SOURCE DOCUMENT:
────────

Abbreviation | RIAA |
---|---|
Formation | 1952 |
Type | Licensing and royalties, technical standards |
Headquarters | Washington, D.C., U.S. |
Location |
|
Chairman and CEO | Mitch Glazier |
Website | riaa |
The Recording Industry Association of America (RIAA) is a trade organization that represents the music recording industry in the United States. Its members consist of record labels and distributors that the RIAA says "create, manufacture, and/or distribute approximately 85% of all legally sold recorded music in the United States". [1] RIAA is headquartered in Washington, D.C. [2] [3]
RIAA was formed in 1952. [4] Its original mission was to administer recording copyright fees and problems, work with trade unions, and do research relating to the record industry and government regulations. [5] Early RIAA standards included the RIAA equalization curve, [6] the format of the stereophonic record groove and the dimensions of 33 1/3, 45, and 78 rpm records. [7]
RIAA says its current mission includes: [1]
Between 2001 and 2020, RIAA spent between $2.4 million and $6.5 million annually on lobbying in the United States. [8] RIAA also participates in the collective rights management of sound recordings, and it is responsible for certifying gold and platinum albums and singles in the United States.
Mitch Glazier has been the RIAA's chairman and CEO since 2019. Glazier joined the RIAA 20 years ago and has played a role in the music industry's transition to streaming and "anywhere, anytime" access to music. He was the RIAA's senior executive vice president from 2011 to 2019 and served as executive vice president for public policy and industry relations from 2000 to 2011.

────────

RECORDED DATA:

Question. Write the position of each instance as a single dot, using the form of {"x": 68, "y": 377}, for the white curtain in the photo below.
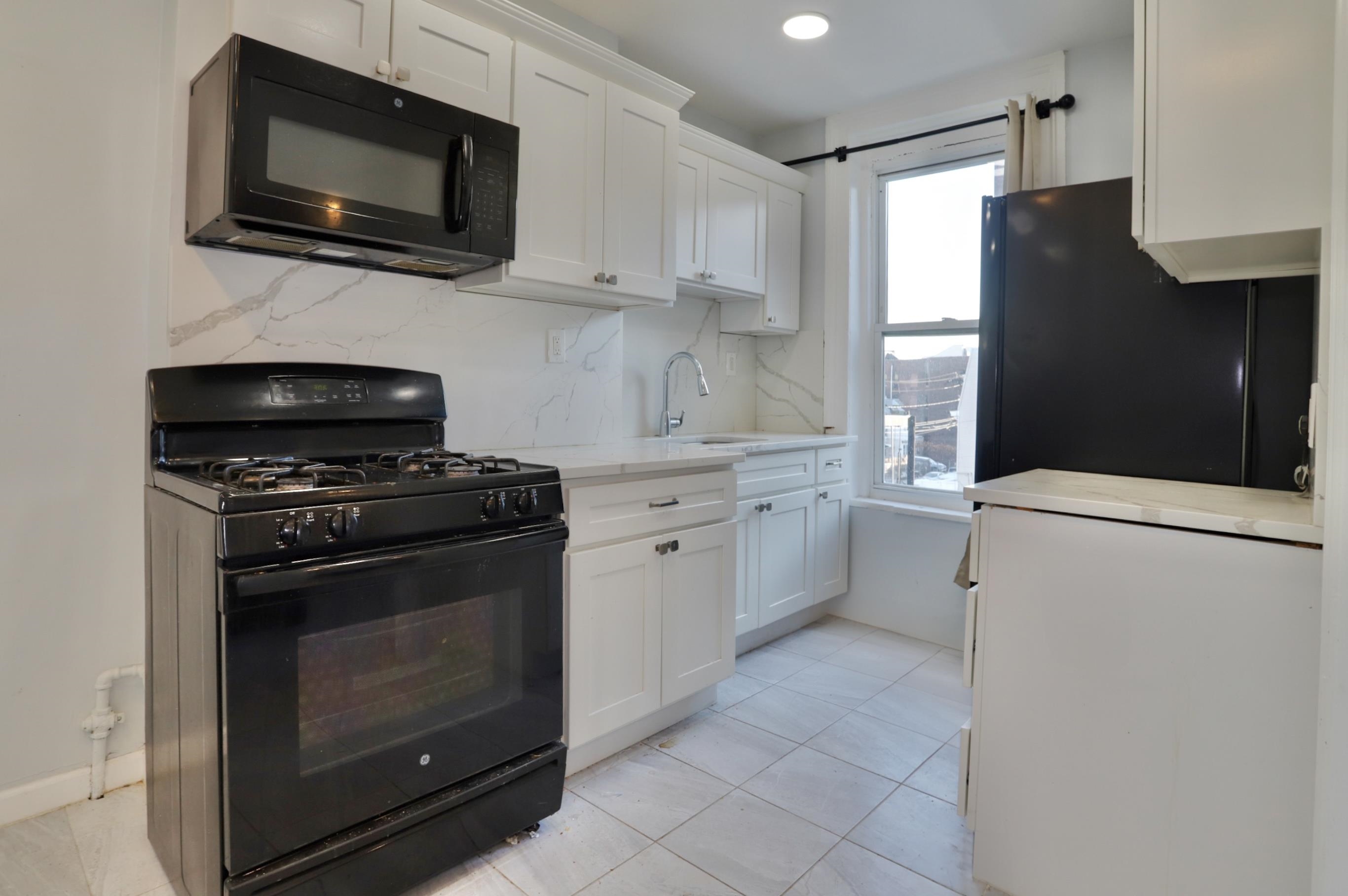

────────

THE EXERCISE: Repeat the text on the Recording Industry Association of America word for word, from "Mitch Glazier has" to "2000 to 2011.".

RIGHT ANSWER:
Mitch Glazier has been the RIAA's chairman and CEO since 2019. Glazier joined the RIAA 20 years ago and has played a role in the music industry's transition to streaming and "anywhere, anytime" access to music. He was the RIAA's senior executive vice president from 2011 to 2019 and served as executive vice president for public policy and industry relations from 2000 to 2011.